┌─ Data extracts

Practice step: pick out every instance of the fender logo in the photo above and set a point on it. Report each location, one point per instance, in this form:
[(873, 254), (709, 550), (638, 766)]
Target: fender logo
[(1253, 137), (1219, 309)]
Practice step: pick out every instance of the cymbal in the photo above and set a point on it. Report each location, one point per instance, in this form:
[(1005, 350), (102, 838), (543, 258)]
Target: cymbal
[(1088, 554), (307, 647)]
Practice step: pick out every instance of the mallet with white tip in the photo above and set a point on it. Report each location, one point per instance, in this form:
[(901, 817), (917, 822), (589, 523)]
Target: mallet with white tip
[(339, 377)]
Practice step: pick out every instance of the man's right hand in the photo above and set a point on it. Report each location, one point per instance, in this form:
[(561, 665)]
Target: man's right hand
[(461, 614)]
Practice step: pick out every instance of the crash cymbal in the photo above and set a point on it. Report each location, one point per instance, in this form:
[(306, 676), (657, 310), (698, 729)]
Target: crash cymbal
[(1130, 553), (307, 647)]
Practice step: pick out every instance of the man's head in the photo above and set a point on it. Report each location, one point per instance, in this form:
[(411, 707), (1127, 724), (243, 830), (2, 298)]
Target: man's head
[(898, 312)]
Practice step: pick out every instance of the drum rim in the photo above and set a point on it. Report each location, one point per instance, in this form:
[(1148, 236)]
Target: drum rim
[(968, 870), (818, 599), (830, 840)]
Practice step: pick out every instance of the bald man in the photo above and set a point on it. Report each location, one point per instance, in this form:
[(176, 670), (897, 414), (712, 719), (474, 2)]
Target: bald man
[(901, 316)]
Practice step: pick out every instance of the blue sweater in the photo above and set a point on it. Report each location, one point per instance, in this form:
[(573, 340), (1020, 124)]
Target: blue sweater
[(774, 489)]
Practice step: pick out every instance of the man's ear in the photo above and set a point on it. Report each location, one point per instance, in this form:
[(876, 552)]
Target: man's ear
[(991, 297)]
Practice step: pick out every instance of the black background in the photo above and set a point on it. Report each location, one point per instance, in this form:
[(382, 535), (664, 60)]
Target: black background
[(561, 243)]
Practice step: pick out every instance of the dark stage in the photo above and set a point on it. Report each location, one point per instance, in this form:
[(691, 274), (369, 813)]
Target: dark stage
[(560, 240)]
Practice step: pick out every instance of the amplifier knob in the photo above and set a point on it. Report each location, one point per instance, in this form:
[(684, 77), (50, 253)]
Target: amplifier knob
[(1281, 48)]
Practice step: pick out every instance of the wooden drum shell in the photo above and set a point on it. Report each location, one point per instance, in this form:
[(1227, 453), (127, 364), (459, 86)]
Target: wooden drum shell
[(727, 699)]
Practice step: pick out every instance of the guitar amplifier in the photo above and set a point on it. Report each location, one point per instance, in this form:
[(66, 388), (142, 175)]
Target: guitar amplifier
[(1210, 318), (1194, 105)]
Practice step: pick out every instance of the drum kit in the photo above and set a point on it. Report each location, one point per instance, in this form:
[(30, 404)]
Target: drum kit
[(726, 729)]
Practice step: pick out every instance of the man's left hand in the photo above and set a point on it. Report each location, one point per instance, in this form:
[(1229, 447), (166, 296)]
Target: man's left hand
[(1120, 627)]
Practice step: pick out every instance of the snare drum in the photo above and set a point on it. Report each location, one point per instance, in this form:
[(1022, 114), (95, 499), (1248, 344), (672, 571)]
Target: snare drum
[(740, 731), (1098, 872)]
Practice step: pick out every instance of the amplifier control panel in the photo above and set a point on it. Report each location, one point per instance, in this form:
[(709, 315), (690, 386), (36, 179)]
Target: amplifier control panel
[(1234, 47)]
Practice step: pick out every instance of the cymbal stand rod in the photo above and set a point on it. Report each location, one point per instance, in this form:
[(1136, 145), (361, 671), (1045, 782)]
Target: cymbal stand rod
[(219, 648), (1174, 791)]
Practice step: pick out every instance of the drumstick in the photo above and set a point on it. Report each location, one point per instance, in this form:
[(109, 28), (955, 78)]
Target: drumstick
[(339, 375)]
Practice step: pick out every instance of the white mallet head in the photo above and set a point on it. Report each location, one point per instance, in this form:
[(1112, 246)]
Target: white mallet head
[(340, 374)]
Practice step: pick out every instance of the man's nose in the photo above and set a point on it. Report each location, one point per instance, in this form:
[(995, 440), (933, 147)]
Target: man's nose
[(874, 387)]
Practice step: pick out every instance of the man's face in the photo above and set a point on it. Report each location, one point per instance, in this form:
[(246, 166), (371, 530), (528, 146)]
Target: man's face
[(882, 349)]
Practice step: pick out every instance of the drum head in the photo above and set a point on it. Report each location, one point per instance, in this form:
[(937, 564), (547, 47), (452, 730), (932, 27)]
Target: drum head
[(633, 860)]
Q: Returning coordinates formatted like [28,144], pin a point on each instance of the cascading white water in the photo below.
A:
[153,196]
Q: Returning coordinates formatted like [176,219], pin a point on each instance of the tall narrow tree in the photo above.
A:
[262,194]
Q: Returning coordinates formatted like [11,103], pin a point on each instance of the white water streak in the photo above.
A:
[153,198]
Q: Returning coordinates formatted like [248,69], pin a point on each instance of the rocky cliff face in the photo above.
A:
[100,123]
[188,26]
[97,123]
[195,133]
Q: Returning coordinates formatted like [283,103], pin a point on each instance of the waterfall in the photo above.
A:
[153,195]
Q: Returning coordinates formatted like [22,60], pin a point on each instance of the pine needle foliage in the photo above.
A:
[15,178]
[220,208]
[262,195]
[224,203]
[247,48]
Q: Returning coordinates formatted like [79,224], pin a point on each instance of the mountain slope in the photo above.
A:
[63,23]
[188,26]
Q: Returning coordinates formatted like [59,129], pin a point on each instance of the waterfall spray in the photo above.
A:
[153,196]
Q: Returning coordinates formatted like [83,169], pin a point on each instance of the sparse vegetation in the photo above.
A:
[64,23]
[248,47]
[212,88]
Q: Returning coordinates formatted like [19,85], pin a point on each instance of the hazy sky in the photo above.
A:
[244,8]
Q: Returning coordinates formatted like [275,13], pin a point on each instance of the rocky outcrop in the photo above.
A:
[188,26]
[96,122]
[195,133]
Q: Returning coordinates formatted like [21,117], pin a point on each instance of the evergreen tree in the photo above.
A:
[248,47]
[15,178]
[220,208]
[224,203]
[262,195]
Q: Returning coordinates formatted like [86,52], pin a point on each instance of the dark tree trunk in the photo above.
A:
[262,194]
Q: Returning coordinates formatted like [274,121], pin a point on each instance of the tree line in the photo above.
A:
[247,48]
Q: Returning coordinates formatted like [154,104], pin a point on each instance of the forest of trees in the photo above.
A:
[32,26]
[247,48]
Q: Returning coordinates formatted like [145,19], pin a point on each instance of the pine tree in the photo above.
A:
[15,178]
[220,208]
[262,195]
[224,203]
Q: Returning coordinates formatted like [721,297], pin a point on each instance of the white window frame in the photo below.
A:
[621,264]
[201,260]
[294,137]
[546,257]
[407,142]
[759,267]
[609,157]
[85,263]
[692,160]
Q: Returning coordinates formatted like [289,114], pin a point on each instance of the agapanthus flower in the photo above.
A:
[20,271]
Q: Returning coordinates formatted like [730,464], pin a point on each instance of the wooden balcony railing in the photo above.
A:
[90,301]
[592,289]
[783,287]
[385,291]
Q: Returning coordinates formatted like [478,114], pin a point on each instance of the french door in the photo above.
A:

└─

> About this task:
Once more, print all the records exactly.

> Your response:
Practice step: pick out every instance of the fender logo in the photo above and set a point on it. Report each location, one point per instance, in this form:
[(873, 254), (709, 550), (638, 766)]
Target: fender logo
[(1253, 137), (1219, 309)]
Practice step: pick out every instance of the cymbal in the photo above and set a point on it. Report each location, one point per instance, in this form:
[(1005, 350), (102, 838), (543, 258)]
Target: cymbal
[(1088, 554), (307, 647)]
Practice step: pick out every instance of the mallet with white tip in the photo above and set a point on it. Report each location, one point per instance, in this form:
[(901, 817), (917, 822), (589, 523)]
Target: mallet with white tip
[(339, 377)]
Practice step: pick out every instance of the man's right hand in the photo above and set a point on it. Report each location, one point per instance, in this form:
[(561, 665)]
Target: man's right hand
[(461, 614)]
Practice step: pick out every instance of the crash cymbal in the photo above and set a point on it. Report each location, one point per instance, in this form:
[(306, 676), (657, 310), (698, 729)]
Target: crash cymbal
[(1130, 553), (307, 647)]
Practice step: pick out every instance of the man's head in the photo above and set a point on it. Report each location, one point per instance, in this form:
[(411, 707), (1127, 724), (243, 830), (2, 298)]
Target: man's head
[(898, 312)]
Practice step: pick out every instance of the drum rim in the photo above and set a point on it. Report each location, one point per instance, in this form:
[(1148, 236)]
Target: drum rim
[(968, 870), (818, 599), (830, 840)]
Practice step: pick out every instance of the bald man in the photo above and set a point on it. Report each location, one point per instance, in this form:
[(176, 670), (897, 414), (712, 719), (474, 2)]
Target: bald man
[(901, 316)]
Practice step: pick out every instance of the blue sweater in the photo above and set a point on it. Report each location, one point per instance, in this form:
[(573, 340), (1020, 124)]
Target: blue sweater
[(774, 489)]
Practice step: pick out every instance of the man's ear in the photo above and set a point on it. Report each location, one point per instance, in this form:
[(876, 552)]
Target: man's ear
[(991, 297)]
Practice step: pick out every instance of the black background in the photo above and set a point on it. Report each location, one point per instance, in this form:
[(382, 535), (664, 60)]
Target: black background
[(561, 243)]
Practice step: pick out every instance of the dark stage in the photo above and set a point on it. Report each location, one point per instance, in this form:
[(691, 274), (369, 813)]
Target: dark stage
[(560, 240)]
Practice step: pick out every instance of the amplifier knob in the photo above and set a point on it. Report each location, one point per instance, in this form:
[(684, 77), (50, 253)]
Target: amplifier knob
[(1281, 48)]
Practice step: pick out every instance of the wooden drum shell in the photo above and set a point on it. Report each location, one point per instance, in this form:
[(1227, 453), (127, 364), (459, 86)]
Target: wooden drum shell
[(727, 699)]
Practice step: pick out every instance of the guitar amplifier in the photo above and set a point on it. Report each location, one point per instance, in this form:
[(66, 388), (142, 175)]
Target: guitar amplifier
[(1210, 318), (1194, 105)]
Practice step: pick out every instance of the drum kit in the photo above and set a point on it. Report each location, one point per instance, in this form:
[(30, 404)]
Target: drum kit
[(726, 729)]
Practice step: pick out every instance of the man's left hand in the photo above and set a point on it. Report each location, one point per instance, in this form:
[(1229, 447), (166, 296)]
Target: man's left hand
[(1120, 627)]
Practice step: pick out every instance of the snare drum in the photo above and set a point on it. Report each location, one point per instance, in this form:
[(1022, 114), (95, 499), (1248, 344), (672, 571)]
Target: snare drum
[(740, 731), (1098, 872)]
Practice step: pick out every instance of the amplifier control panel in the photo above and set a point on it. Report each location, one point per instance, in this form:
[(709, 315), (690, 386), (36, 179)]
Target: amplifier control panel
[(1234, 47)]
Practice step: pick out every instance of the cymbal stand rod in the photo above and set a point on it. Report each location, one point per instance, in this form:
[(1136, 145), (361, 671), (1045, 782)]
Target: cymbal stand rod
[(219, 648), (1174, 791)]
Practice step: pick out every instance of the drumstick in the photo above and set a point on it. Report each location, one point per instance, in this form:
[(109, 28), (955, 78)]
Target: drumstick
[(339, 375)]
Practice step: pick out every instance of the white mallet head in the photo above and set a point on it. Report each location, one point per instance, in this form:
[(1112, 246)]
Target: white mallet head
[(340, 374)]
Practice step: pick out every instance of the man's nose in the photo above and set a point on it. Report each location, one point per instance, in this form:
[(995, 440), (933, 147)]
Target: man's nose
[(874, 387)]
Practice step: pick out every instance of the man's face in the photo above and set a point on it. Report each location, one point per instance, in this form:
[(246, 166), (371, 530), (528, 146)]
Target: man's face
[(882, 349)]
Practice step: pick out every instance of the drum head in the photo above and set a point on it. Report each location, one point per instance, in this form:
[(937, 564), (547, 47), (452, 730), (932, 27)]
Target: drum head
[(633, 860)]
Q: Returning coordinates formatted like [28,144], pin a point on each instance of the cascading white water in the photo below.
A:
[153,196]
Q: Returning coordinates formatted like [176,219], pin a point on each instance of the tall narrow tree in the photo above.
A:
[262,194]
Q: Returning coordinates formatted like [11,103], pin a point on each instance of the white water streak in the photo above.
A:
[153,198]
Q: Returning coordinates formatted like [248,69], pin a point on each instance of the rocky cliff face in the photo above.
A:
[100,123]
[188,26]
[97,123]
[195,133]
Q: Returning coordinates formatted like [283,103], pin a point on each instance of the waterfall in the photo above.
A:
[153,195]
Q: Returning coordinates formatted like [22,60], pin a point on each instance of the pine needle foliage in the photo above.
A:
[15,178]
[220,208]
[262,195]
[224,203]
[247,48]
Q: Returning coordinates formatted like [79,224], pin a point on each instance of the mountain slope in the photo above.
A:
[63,23]
[188,26]
Q: Returning coordinates formatted like [59,129], pin a point on each instance of the waterfall spray in the photo above.
A:
[153,196]
Q: Returning coordinates formatted like [83,169], pin a point on each instance of the sparse vegetation in the photo above.
A:
[64,23]
[248,47]
[212,88]
Q: Returning coordinates formatted like [19,85], pin a point on each instance of the hazy sky in the photo above.
A:
[244,8]
Q: Returning coordinates formatted like [275,13], pin a point on each instance of the rocky outcrop in the photo above.
A:
[188,26]
[96,122]
[195,133]
Q: Returning coordinates formatted like [21,117], pin a point on each instance of the evergreen tree in the photo above.
A:
[248,47]
[15,178]
[220,208]
[224,203]
[262,195]
Q: Returning coordinates formatted like [86,52], pin a point on each instance of the dark tree trunk in the photo above.
A:
[262,194]
Q: Returning coordinates formatted like [274,121], pin a point on each instance of the tree line in the photo above.
A:
[247,48]
Q: Returning coordinates formatted like [154,104], pin a point on each instance of the forest of trees in the photo above.
A:
[32,26]
[247,48]
Q: Returning coordinates formatted like [145,19], pin a point on each instance of the pine tree in the photo above.
A:
[15,178]
[220,208]
[262,195]
[224,203]
Q: Returning coordinates formatted like [721,297], pin a point on each instance of the white window frame in the photo below.
A:
[621,264]
[201,260]
[294,137]
[546,257]
[407,142]
[759,267]
[609,157]
[85,263]
[692,160]
Q: Returning coordinates formatted like [289,114], pin a point on each instance of the agapanthus flower in the photo above.
A:
[20,271]
Q: Returning coordinates formatted like [730,464], pin a point on each instance of the wooden balcony railing in the photo above.
A:
[90,301]
[592,289]
[783,287]
[385,291]
Q: Returning coordinates formatted like [478,114], pin a point on each instance of the french door in the photo above.
A:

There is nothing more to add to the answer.